Consignes de travail —
a – D'après le texte sur les manageurs de proximité, pourquoi le terrain est-il « tenu à bonne distance » par le sommet ? Répondez en une à trois phrases.
b – Selon le texte sur les manageurs de proximité, quelles fonctions Bertrand Martinot exerce-t-il ?
c – Prolongez le texte sur les manageurs de proximité à partir de sa dernière phrase.

-------- Texte source --------

Manageurs de proximité : au cœur du système, mais seuls face à tout

Photo : Manageurs de proximité : au cœur du système, mais seuls face à tout

Au cœur des organisations, les manageurs s’épuisent. Entre directives contradictoires, manque de moyens et solitude croissante, ils deviennent les fusibles silencieux d’un système qu’ils peinent encore à tenir.

«On ne le dit pas assez : il est bien plus difficile de manager trente personnes que de diriger un groupe de plus de mille salariés », affirme Bertrand Martinot, économiste et expert associé à l’Institut Montaigne. À mesure que l’on gravit les échelons hiérarchiques, le pilotage se détache du terrain. Diriger implique de tracer un cap stratégique, satisfaire les attentes des investisseurs et donner une cohérence au récit. Les décisions se prennent à huis clos, dans le confort ouaté des comités de direction, devant des cadres convaincus d’avance. Rarement face à des équipes épuisées, en sous-effectif depuis des mois. Le terrain n’est pas ignoré, il est simplement tenu à bonne distance, pour ne pas ébranler les certitudes du sommet.

-------- Lignes présentées --------

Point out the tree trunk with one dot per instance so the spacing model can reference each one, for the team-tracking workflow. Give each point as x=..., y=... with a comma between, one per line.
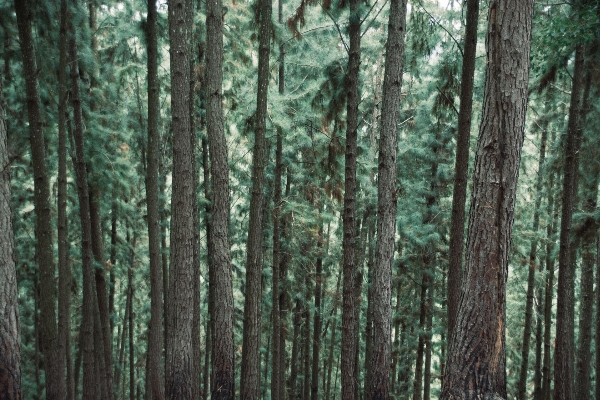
x=379, y=386
x=180, y=364
x=89, y=309
x=54, y=365
x=476, y=366
x=250, y=385
x=564, y=357
x=222, y=318
x=349, y=314
x=532, y=268
x=154, y=355
x=461, y=167
x=10, y=330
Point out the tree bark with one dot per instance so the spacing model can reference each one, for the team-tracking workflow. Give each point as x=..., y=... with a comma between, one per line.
x=532, y=268
x=476, y=366
x=54, y=365
x=180, y=364
x=222, y=318
x=250, y=385
x=349, y=315
x=154, y=356
x=459, y=193
x=379, y=386
x=10, y=330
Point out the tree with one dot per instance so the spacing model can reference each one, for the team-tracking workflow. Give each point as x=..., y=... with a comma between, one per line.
x=155, y=373
x=53, y=364
x=222, y=318
x=476, y=356
x=10, y=329
x=386, y=203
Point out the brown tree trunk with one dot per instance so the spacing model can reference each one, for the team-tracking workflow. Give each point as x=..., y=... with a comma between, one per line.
x=459, y=194
x=10, y=330
x=379, y=386
x=250, y=385
x=154, y=355
x=564, y=357
x=476, y=366
x=54, y=364
x=349, y=314
x=180, y=364
x=532, y=268
x=222, y=317
x=90, y=380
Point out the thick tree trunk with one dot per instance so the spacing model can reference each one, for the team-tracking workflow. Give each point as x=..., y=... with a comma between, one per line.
x=154, y=356
x=180, y=364
x=10, y=330
x=459, y=194
x=532, y=268
x=250, y=385
x=90, y=380
x=222, y=317
x=349, y=314
x=476, y=366
x=379, y=387
x=564, y=357
x=54, y=364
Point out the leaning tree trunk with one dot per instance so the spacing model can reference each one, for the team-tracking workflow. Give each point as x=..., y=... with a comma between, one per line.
x=532, y=267
x=154, y=355
x=250, y=379
x=476, y=366
x=10, y=330
x=379, y=387
x=222, y=317
x=54, y=365
x=459, y=194
x=349, y=320
x=180, y=372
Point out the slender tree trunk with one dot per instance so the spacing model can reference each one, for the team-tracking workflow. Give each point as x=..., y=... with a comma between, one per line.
x=222, y=316
x=459, y=194
x=479, y=371
x=90, y=380
x=349, y=314
x=564, y=357
x=154, y=356
x=379, y=386
x=10, y=330
x=54, y=364
x=250, y=385
x=180, y=364
x=64, y=272
x=532, y=268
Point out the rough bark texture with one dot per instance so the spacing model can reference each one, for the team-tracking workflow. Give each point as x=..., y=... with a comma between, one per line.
x=222, y=317
x=250, y=382
x=89, y=308
x=53, y=363
x=532, y=268
x=349, y=315
x=563, y=356
x=379, y=387
x=179, y=373
x=64, y=269
x=154, y=356
x=10, y=330
x=476, y=367
x=459, y=194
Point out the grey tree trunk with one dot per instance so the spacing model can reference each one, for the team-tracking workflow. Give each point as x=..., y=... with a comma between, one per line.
x=10, y=329
x=379, y=387
x=222, y=317
x=54, y=365
x=476, y=366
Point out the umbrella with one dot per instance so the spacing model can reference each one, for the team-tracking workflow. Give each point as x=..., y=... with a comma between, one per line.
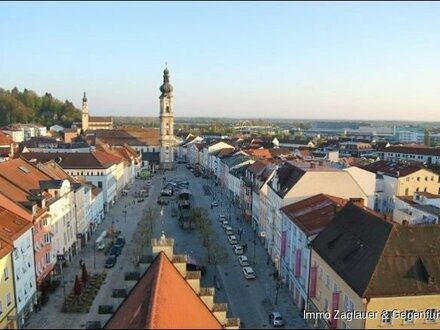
x=84, y=275
x=77, y=286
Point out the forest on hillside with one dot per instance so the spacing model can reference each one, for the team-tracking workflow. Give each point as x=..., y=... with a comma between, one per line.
x=28, y=107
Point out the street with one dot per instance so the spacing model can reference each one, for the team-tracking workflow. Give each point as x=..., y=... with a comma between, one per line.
x=250, y=300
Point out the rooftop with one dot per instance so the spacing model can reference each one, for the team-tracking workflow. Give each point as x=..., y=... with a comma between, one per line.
x=314, y=213
x=377, y=258
x=162, y=299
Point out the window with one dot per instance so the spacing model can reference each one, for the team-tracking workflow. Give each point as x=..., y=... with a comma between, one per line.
x=431, y=315
x=409, y=317
x=386, y=317
x=46, y=238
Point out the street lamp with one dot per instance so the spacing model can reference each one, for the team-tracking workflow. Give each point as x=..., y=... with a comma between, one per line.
x=94, y=258
x=255, y=244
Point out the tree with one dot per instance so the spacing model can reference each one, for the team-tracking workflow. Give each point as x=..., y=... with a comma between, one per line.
x=143, y=234
x=217, y=254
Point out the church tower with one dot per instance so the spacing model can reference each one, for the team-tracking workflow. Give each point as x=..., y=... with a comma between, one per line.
x=166, y=123
x=85, y=113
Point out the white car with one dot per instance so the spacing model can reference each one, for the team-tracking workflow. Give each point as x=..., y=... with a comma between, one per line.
x=229, y=230
x=232, y=239
x=248, y=273
x=238, y=249
x=243, y=261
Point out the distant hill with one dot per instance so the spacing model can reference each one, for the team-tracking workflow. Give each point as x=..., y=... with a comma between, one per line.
x=28, y=107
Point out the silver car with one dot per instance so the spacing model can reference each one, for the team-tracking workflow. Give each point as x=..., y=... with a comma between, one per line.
x=276, y=319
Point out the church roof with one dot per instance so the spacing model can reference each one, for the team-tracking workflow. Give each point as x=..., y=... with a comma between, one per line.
x=96, y=119
x=163, y=299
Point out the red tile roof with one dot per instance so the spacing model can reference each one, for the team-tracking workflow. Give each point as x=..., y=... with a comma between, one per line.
x=5, y=248
x=314, y=213
x=76, y=160
x=162, y=299
x=258, y=167
x=130, y=136
x=260, y=153
x=12, y=226
x=412, y=150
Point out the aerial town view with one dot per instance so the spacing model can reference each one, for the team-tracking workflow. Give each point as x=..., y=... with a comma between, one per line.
x=209, y=165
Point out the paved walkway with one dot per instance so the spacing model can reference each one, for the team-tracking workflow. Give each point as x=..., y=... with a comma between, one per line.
x=239, y=299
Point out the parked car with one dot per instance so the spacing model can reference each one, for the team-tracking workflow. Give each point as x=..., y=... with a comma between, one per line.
x=229, y=230
x=238, y=249
x=232, y=239
x=243, y=261
x=225, y=224
x=166, y=192
x=116, y=251
x=248, y=273
x=162, y=201
x=276, y=319
x=110, y=262
x=120, y=242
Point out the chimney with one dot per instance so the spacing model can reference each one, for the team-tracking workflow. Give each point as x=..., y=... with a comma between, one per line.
x=338, y=208
x=358, y=202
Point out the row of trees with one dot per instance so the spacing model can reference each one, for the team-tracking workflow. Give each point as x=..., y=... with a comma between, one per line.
x=28, y=107
x=217, y=253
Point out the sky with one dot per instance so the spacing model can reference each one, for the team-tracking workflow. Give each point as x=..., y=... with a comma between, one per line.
x=299, y=60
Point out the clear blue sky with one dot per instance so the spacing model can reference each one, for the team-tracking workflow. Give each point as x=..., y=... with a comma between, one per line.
x=335, y=60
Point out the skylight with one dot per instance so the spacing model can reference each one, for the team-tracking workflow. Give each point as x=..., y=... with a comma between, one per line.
x=24, y=169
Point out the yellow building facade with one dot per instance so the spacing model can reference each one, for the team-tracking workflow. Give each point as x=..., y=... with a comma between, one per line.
x=8, y=310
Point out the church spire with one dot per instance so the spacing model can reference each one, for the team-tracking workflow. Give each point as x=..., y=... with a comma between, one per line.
x=166, y=88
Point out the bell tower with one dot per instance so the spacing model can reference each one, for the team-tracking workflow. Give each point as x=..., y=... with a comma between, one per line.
x=166, y=123
x=85, y=113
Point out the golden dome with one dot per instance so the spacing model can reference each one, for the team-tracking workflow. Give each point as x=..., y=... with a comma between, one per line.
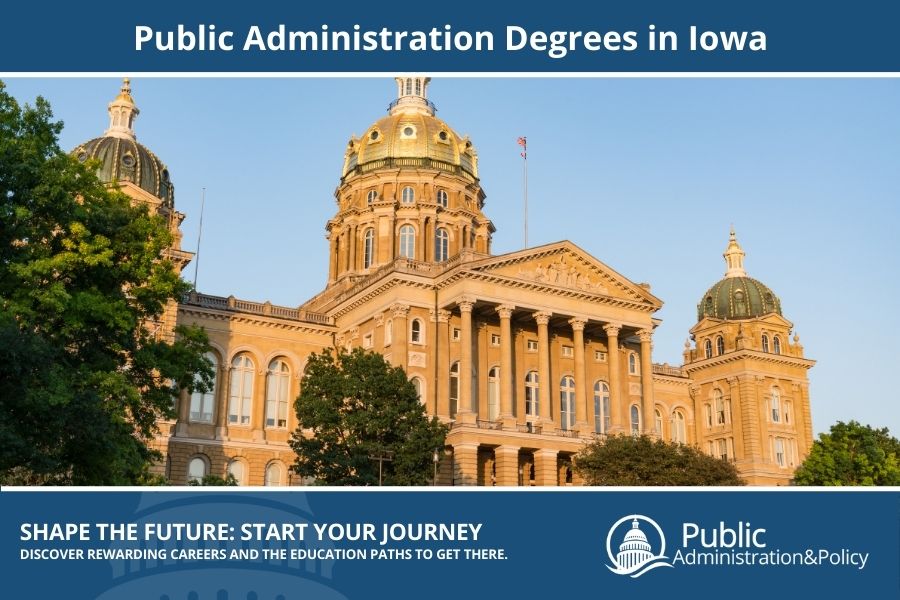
x=410, y=136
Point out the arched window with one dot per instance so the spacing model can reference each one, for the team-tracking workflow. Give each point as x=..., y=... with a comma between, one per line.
x=719, y=406
x=493, y=393
x=416, y=332
x=238, y=470
x=441, y=245
x=678, y=431
x=601, y=407
x=635, y=420
x=532, y=401
x=198, y=468
x=202, y=403
x=567, y=402
x=278, y=388
x=241, y=393
x=408, y=241
x=368, y=248
x=273, y=475
x=454, y=389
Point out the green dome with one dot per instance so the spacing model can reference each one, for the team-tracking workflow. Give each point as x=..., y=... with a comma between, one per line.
x=735, y=298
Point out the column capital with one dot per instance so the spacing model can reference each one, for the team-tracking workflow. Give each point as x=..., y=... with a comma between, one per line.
x=400, y=310
x=505, y=311
x=577, y=323
x=542, y=317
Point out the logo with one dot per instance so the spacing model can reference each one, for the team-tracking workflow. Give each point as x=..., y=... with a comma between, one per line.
x=635, y=556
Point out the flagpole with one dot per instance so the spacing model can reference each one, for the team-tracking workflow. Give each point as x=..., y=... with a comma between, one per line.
x=199, y=237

--------

Corrigé des exercices —
a – Le sommet ne l'ignore pas, mais le tient à distance pour ne pas ébranler ses propres certitudes. Les décisions se prennent ainsi à huis clos, en comité de direction, devant des cadres convaincus d'avance, et rarement face aux équipes épuisées.

b – Il est économiste et expert associé à l'Institut Montaigne.

c –
Les difficultés du terrain, qu’il s’agisse des problèmes de recrutement, du manque de moyens ou d’équipes fragilisées par un management toxique, remontent rarement jusqu’aux étages supérieurs. Et lorsqu’elles y parviennent, elles se heurtent à des urgences d’un autre ordre : résultats financiers, besoins de transformation, impératifs d’image. « Il est bien plus confortable d’occuper la place haute d’un système censé tourner de lui-même et d’envoyer quelques directives bien pensées, que de se retrouver coincé, sans marge de manœuvre, entre ceux qui décident et ceux qui exécutent », abonde Jean Pralong, professeur en gestion des ressources humaines à l’EM Normandie.

Caroline a 33 ans. Depuis sept ans, elle dirige trois équipes, soit une trentaine de personnes, dans une entreprise de biotechnologies à Nantes. Elle résume sa fonction en un mot : fusible. Coincée entre une direction fuyante et des équipes parfois à cran, elle amortit les chocs, sans relais ni garde-fous. Elle n’en a encore parlé à personne, mais elle sait que l’heure du départ approche. Cette décision s’est imposée après un épisode qu’elle n’a pas digéré : une affaire de harcèlement dans son service, à laquelle sa hiérarchie n’a opposé que le silence.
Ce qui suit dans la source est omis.